= TEKS BACAAN =
----------

Senin, 14 Mei 2012


KETULUSAN YANG (TIDAK) TERKAMUFLASE

***iklan cerita***
KETULUSAN YANG (TIDAK) TERKAMUFLASE; adalah judul saya dari edisi on air “life inspiration” yang ke 68, hari ini, Selasa, 05 Juli 2011. Seperti biasa dari jam 5.00 sampai jam 6.00, di radio Ramapati 93,00 fm Pemkot Pasuruan. Dan saya sekarang kembali ditemani oleh moderator ‘langit’, yaitu Gus Nadeem Porter Pasar Induk. Selamat membaca…!!!


***langsung ke tema***
Alhamdulillah, sudah hampir setahun setengah (18 bulan = 540 hari) lamanya, penulis menjadi salah satu pengisi tetap acara di radio ini. Ada seseorang yang paling membuat penulis berkesan dan merasa berhutang budi banget kepadanya. Yah…karena atas jasa beliau yang dengan sangat setia menyambut dan melayani, penulis akhirnya bisa tetap eksis menebarkan energi-energi positifnya di tengah-tengah masyarakat Kota Pasuruan dan sekitarnya.
Beliau telah dengan sangat sabar menunggu kedatangan penulis untuk mengisi acara ini dan sekaligus ‘mengisi’ hati beliau. (karena kata moderator, diam-diam beliau nge-fans lho sama acara ini…alhamdulillah). Berbagai pengalaman hidup pun akhirnya mengalir, mengiringi pertemanan penulis dengan beliaunya.
Sering sekali beliau sudah siap sedia di pintu menyambut penulis dengan senyum merekah. Seragamnya yang  khas ‘santri’ Kota Pasuruan menutupi usia beliau yang sudah setengah abad lebih. Dan itu berarti perangkat keras dan perangkat lunak di studio untuk on air sudah siap ‘take off’ (baca: dipake). Ahh..penulis gak bisa memberi banyak sesuatu kepada beliau, tapi hanya bisa ucapkan terima kasih yang sedalam-dalamnya.
Namun ada juga kisah lucunya, yaitu saat terkadang penulis lihat dari luar pintu yang masih terkunci rapat, beliau masih lagi nyenyak tidur beralas tikar (hmmm…hari gini, tidurnya masih seperti se-abad yang lalu…subhanallah), tidur nyaman dengan satu bantal, disampingnya ada segelas kopi yang terlihat sudah kering, asbak tempat rokok, dan tas kesayangan beliau yang setia menemani.

----------

= SOAL LATIHAN =
a - Sebutkan semua benda yang menurut teks bacaan berada di samping beliau saat sedang tidur.
b - Tentukan apakah setiap pernyataan berikut sesuai dengan teks bacaan: (i) acara disiarkan dari jam 5.00 sampai jam 6.00; (ii) penulis sudah dua tahun menjadi pengisi tetap acara di radio itu; (iii) radio Ramapati berada di frekuensi 93,00 fm. Jawab ya atau tidak, lalu kutip kata-kata dari teks yang menjadi dasarnya.
c - Terjemahkan kalimat dari teks bacaan ini ke dalam bahasa Inggris: "Berbagai pengalaman hidup pun akhirnya mengalir, mengiringi pertemanan penulis dengan beliaunya."
Daftar di bawah ini tidak dibutuhkan untuk mengerjakan apa pun.

= INFORMASI HASIL EKSTRAKSI =
----------

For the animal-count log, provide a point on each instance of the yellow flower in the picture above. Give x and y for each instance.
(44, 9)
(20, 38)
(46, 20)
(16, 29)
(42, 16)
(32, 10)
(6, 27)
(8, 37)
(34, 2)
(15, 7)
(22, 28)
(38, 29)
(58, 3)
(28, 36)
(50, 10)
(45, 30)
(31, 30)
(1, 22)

----------

= KUNCI JAWABAN =
a - Segelas kopi yang terlihat sudah kering, asbak tempat rokok, dan tas kesayangan beliau.

b -
(i) Ya: "dari jam 5.00 sampai jam 6.00".
(ii) Tidak: "sudah hampir setahun setengah (18 bulan = 540 hari) lamanya".
(iii) Ya: "di radio Ramapati 93,00 fm Pemkot Pasuruan".

c - Various life experiences eventually flowed, accompanying the writer's friendship with that person.